[THE PROBLEM]: Can you copy the data from the line with "Target: ruffled sleeve" through the end of the data, swapping "paddle" for "oar" and leaving everything else unchanged? Leave the pictures out of your answer.

>>>

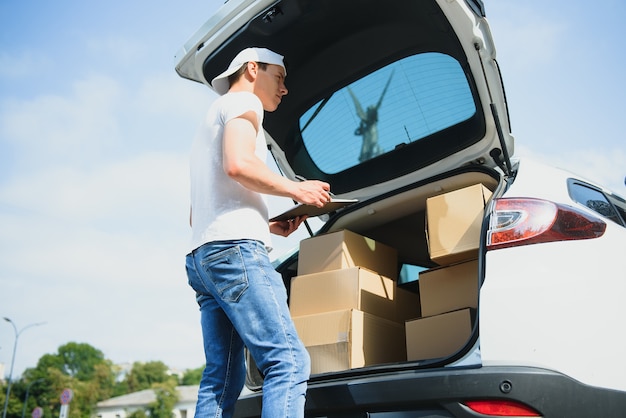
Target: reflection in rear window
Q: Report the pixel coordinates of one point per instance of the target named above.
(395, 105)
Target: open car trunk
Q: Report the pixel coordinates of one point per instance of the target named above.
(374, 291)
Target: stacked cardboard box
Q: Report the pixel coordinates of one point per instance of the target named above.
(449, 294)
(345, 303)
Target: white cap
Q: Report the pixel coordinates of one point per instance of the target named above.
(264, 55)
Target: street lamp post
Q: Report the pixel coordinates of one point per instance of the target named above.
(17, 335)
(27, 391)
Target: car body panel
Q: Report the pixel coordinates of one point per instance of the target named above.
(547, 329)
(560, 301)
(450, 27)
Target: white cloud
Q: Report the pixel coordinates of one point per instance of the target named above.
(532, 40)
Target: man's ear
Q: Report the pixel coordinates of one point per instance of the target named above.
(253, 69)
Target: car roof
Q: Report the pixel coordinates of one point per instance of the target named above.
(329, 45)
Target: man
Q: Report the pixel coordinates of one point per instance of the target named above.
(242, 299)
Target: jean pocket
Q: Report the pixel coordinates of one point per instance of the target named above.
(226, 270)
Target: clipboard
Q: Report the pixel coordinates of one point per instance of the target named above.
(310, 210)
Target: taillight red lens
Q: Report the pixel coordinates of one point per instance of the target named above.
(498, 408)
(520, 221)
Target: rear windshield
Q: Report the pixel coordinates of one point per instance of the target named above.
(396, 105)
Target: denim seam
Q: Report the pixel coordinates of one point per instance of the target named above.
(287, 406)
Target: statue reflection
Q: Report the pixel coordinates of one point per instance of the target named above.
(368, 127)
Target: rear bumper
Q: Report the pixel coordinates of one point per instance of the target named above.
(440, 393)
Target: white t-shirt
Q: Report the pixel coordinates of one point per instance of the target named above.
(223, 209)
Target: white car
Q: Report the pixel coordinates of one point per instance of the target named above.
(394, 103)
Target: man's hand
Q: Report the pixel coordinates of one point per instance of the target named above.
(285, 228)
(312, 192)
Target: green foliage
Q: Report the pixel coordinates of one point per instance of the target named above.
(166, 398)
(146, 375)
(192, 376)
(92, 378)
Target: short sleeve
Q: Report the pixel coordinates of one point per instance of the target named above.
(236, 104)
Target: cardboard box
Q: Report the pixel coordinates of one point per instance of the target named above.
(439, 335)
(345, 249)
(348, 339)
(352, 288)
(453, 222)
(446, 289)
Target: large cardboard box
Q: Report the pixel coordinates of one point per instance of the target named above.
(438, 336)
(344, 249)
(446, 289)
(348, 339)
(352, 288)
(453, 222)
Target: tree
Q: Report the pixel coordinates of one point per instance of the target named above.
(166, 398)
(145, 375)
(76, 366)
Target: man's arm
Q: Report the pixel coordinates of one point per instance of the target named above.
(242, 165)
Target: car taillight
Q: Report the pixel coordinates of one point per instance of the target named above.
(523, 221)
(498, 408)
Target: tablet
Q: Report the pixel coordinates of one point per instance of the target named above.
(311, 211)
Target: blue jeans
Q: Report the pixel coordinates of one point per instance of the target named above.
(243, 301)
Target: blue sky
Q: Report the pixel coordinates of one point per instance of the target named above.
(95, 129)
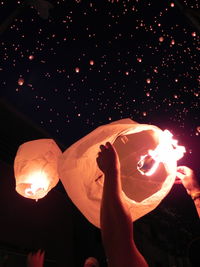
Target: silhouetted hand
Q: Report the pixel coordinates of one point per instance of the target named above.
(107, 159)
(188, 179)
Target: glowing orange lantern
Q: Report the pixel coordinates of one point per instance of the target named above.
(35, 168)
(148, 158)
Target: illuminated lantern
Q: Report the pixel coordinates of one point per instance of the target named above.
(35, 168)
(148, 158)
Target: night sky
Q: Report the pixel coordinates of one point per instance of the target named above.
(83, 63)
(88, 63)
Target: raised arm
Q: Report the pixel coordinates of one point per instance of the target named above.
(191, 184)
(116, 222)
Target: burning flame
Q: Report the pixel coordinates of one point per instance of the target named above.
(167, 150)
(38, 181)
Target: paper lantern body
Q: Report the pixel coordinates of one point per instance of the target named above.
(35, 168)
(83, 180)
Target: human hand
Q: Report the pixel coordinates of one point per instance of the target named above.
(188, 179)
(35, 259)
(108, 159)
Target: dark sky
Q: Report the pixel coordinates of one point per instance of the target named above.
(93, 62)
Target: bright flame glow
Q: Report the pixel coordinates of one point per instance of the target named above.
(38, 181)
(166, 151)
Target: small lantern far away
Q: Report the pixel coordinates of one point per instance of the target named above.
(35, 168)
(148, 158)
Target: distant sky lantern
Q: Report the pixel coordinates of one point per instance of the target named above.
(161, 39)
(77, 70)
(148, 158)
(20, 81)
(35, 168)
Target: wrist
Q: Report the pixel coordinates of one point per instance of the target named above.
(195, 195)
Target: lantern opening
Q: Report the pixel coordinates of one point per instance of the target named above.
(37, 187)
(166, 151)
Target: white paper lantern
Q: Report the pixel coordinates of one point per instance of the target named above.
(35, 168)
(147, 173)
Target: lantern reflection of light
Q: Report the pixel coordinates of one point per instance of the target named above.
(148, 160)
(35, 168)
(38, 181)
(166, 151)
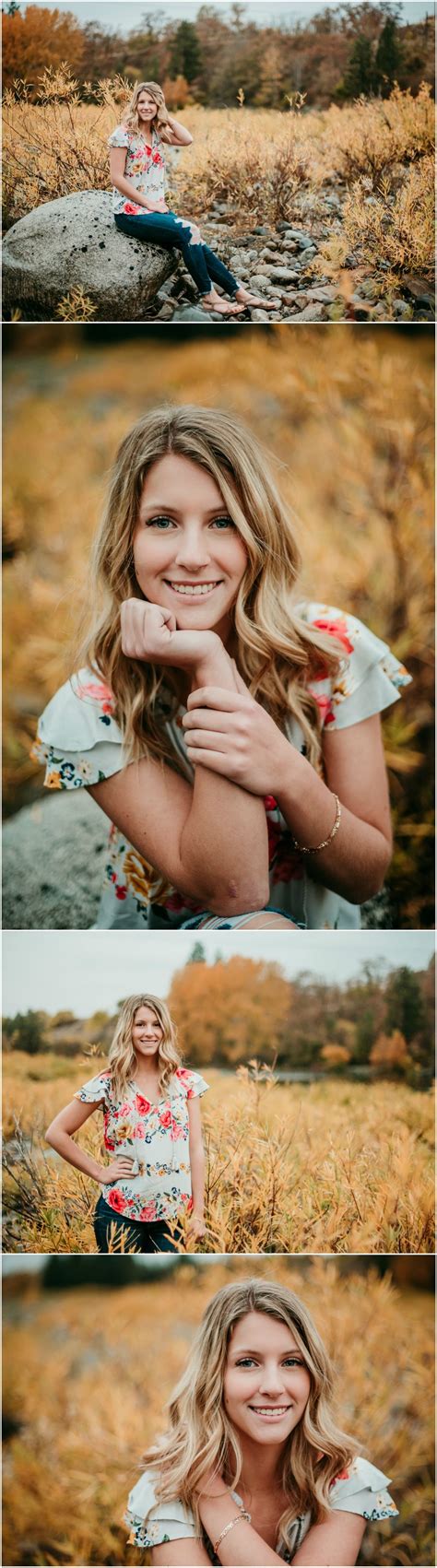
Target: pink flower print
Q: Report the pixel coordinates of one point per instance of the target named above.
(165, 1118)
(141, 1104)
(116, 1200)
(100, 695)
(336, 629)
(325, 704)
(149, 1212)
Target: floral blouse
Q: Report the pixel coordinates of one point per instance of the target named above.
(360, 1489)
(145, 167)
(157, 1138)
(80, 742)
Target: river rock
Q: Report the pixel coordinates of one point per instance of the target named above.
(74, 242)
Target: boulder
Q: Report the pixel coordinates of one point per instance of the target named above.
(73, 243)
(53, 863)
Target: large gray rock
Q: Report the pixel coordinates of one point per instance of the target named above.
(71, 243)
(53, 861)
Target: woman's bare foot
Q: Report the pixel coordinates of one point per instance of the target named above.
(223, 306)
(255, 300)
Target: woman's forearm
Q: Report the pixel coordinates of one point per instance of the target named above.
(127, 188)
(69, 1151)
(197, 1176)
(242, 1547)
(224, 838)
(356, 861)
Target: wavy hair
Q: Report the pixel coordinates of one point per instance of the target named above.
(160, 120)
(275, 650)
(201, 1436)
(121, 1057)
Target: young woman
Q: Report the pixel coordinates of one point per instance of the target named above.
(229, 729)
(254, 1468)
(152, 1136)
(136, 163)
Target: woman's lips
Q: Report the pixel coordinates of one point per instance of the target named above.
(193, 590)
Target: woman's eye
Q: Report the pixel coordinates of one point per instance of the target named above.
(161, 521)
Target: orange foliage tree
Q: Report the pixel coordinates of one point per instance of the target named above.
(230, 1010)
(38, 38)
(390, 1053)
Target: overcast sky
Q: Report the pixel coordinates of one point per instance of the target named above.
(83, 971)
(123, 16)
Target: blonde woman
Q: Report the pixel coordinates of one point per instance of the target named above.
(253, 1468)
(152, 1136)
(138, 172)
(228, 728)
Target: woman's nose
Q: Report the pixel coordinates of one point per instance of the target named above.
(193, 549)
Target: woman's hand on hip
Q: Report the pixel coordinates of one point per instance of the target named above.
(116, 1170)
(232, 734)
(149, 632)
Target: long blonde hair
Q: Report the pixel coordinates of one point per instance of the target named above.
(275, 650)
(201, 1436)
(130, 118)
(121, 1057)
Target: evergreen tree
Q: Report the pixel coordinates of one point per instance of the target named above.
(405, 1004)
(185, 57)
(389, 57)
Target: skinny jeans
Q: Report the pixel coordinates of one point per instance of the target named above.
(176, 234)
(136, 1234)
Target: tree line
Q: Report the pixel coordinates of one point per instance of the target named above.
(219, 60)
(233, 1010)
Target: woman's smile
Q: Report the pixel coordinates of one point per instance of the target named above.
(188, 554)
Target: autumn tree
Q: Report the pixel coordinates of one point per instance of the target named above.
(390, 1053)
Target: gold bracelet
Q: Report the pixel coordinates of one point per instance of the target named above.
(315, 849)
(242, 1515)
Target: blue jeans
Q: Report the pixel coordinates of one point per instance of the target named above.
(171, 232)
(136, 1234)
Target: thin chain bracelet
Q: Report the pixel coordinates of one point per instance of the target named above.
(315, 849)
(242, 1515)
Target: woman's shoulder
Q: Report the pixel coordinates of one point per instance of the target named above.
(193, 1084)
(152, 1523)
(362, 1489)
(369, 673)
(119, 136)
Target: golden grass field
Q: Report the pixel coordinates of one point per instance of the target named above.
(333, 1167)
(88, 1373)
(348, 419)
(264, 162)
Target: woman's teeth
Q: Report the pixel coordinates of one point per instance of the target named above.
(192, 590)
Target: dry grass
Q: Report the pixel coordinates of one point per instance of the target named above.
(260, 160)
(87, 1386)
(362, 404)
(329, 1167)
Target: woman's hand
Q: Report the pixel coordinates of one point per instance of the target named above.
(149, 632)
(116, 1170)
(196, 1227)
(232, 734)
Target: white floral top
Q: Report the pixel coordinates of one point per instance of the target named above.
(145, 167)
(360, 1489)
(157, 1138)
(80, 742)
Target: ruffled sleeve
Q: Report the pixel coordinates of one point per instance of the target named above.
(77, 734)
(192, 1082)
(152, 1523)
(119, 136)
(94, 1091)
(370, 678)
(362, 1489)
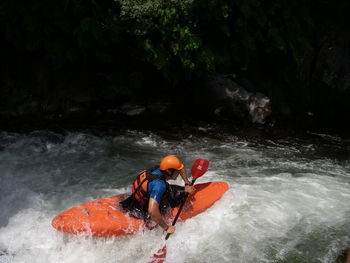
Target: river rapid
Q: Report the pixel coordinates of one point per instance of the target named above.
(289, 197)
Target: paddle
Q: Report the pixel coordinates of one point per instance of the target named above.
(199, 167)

<<<

[RESULT OF THE EXERCISE]:
Target: ruffled sleeve
Q: Report the pixel coordinates of one point per instance of the target named above.
(77, 734)
(192, 1082)
(152, 1523)
(119, 136)
(94, 1091)
(370, 678)
(362, 1489)
Target: river rapid
Q: Report the pixel coordinates of one point per instance of the target named above.
(289, 197)
Target: oar
Q: Report the pixel coordinates of one point per instance of the target named above.
(199, 167)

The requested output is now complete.